_EXCERPTED TEXT_
Start
Choosing the right e-commerce platform
The next step is to decide how to do it—in other words, what platform best matches your needs, budget and business goals.
In the case of smaller companies, the choice depends on the products you’re selling, how much you expect to sell and where you are in your growth curve. The three major types of platforms are:
1. Online marketplaces
These are platforms like e-Bay and Amazon. They are an easy way to get started, especially for smaller businesses, and you can choose one that provides good international sales support, such as payment options for different currencies. Some specialize in niche markets—Etsy, for example, is designed for arts and crafts companies to sell both locally and across borders. You pay via fees of various kinds.
The major drawback of a marketplace is that your products are included with others offering similar products. If you are selling something both unique and highly desirable, it may be able to stand out.
2. Online template-based storefronts
Here you are provided with templates you can use to build an e-commerce web site. The better companies offer a wide range of template and feature options, from simple to fairly sophisticated. They usually operate on a monthly subscription basis and the price varies according to the features you want, such as third-party payment options or sales analytics.
These platforms can be a cost-effective way of developing an international e-commerce presence if you don’t need a web site that is fully customized to promote your brand, products and marketing strategies. Shopify is a Canadian example.
3. Enterprise platforms
If you need an e-commerce site that is tailored to your business and customers, you can use a platform developer who can develop a custom-built enterprise platform. This approach lets you include e-commerce functions into your existing business environment and can be configured to handle complex, sophisticated needs. This level of customization and integration will be more expensive than the template-based storefront option, but it can give you the exact look, feel and capabilities you want.
Choosing the right platform
You will likely make a better choice if you have a clear view of the relationship between your projected growth curve and what you are trying to achieve with your e-business. It will depend on your size, what products you offer, how they fit into the target market, and the e-commerce capabilities you will need to sell them there.
Having a firm understanding of these factors will help you decide how sophisticated you want your platform to be. If you are selling a few different products in limited quantities, for example, you will have different needs from companies that are farther along in their growth curves and have larger revenues and sales volumes.
Ask yourself these questions:
- What factors influence your potential customers in the target market(s)? How might that influence what platform to choose?
End
_TO DO_
Transcribe the passage of the e-commerce platform text that opens with the words "These platforms can" and closes with "capabilities you want.".

_PROVIDED INFORMATION_
Start
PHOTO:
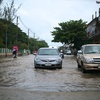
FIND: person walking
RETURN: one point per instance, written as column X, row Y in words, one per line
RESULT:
column 14, row 53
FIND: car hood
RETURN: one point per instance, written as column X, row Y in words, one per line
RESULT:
column 92, row 55
column 48, row 56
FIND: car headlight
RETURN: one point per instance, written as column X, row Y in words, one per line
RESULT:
column 59, row 60
column 89, row 60
column 37, row 59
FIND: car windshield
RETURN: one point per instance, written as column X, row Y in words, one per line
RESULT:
column 48, row 52
column 92, row 49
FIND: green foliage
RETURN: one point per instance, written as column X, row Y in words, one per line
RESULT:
column 70, row 32
column 9, row 11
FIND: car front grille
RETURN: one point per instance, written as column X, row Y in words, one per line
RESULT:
column 48, row 60
column 96, row 60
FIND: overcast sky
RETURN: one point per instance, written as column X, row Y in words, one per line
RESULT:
column 40, row 16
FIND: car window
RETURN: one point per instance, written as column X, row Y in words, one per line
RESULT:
column 92, row 49
column 48, row 52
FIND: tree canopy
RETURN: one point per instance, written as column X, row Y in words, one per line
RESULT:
column 15, row 36
column 70, row 32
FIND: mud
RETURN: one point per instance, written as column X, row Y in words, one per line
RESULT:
column 20, row 73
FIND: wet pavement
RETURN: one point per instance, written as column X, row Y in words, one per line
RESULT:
column 20, row 73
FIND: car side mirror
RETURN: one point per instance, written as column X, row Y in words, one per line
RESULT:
column 79, row 52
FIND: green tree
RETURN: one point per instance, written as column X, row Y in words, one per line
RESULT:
column 71, row 32
column 9, row 12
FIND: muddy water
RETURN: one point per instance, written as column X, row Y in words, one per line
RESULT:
column 20, row 73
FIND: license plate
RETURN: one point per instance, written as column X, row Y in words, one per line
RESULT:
column 47, row 64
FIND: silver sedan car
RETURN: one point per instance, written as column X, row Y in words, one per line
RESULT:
column 48, row 58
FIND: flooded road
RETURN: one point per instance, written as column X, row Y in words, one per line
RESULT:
column 20, row 73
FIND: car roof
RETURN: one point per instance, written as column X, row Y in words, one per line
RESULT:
column 47, row 48
column 91, row 45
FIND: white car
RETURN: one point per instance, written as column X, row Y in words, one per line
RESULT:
column 88, row 58
column 48, row 58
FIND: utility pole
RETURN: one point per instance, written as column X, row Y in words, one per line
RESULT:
column 16, row 30
column 28, row 41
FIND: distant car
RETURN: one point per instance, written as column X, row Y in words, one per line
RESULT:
column 88, row 58
column 68, row 52
column 48, row 58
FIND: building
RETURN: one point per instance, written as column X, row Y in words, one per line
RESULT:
column 93, row 29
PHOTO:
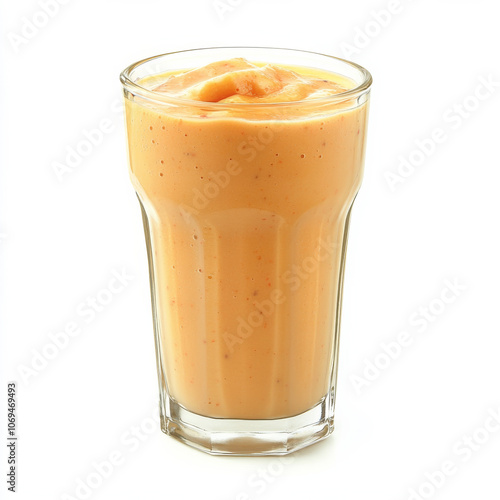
End
_RESULT BELOW_
These platforms can be a cost-effective way of developing an international e-commerce presence if you don’t need a web site that is fully customized to promote your brand, products and marketing strategies. Shopify is a Canadian example.
3. Enterprise platforms
If you need an e-commerce site that is tailored to your business and customers, you can use a platform developer who can develop a custom-built enterprise platform. This approach lets you include e-commerce functions into your existing business environment and can be configured to handle complex, sophisticated needs. This level of customization and integration will be more expensive than the template-based storefront option, but it can give you the exact look, feel and capabilities you want.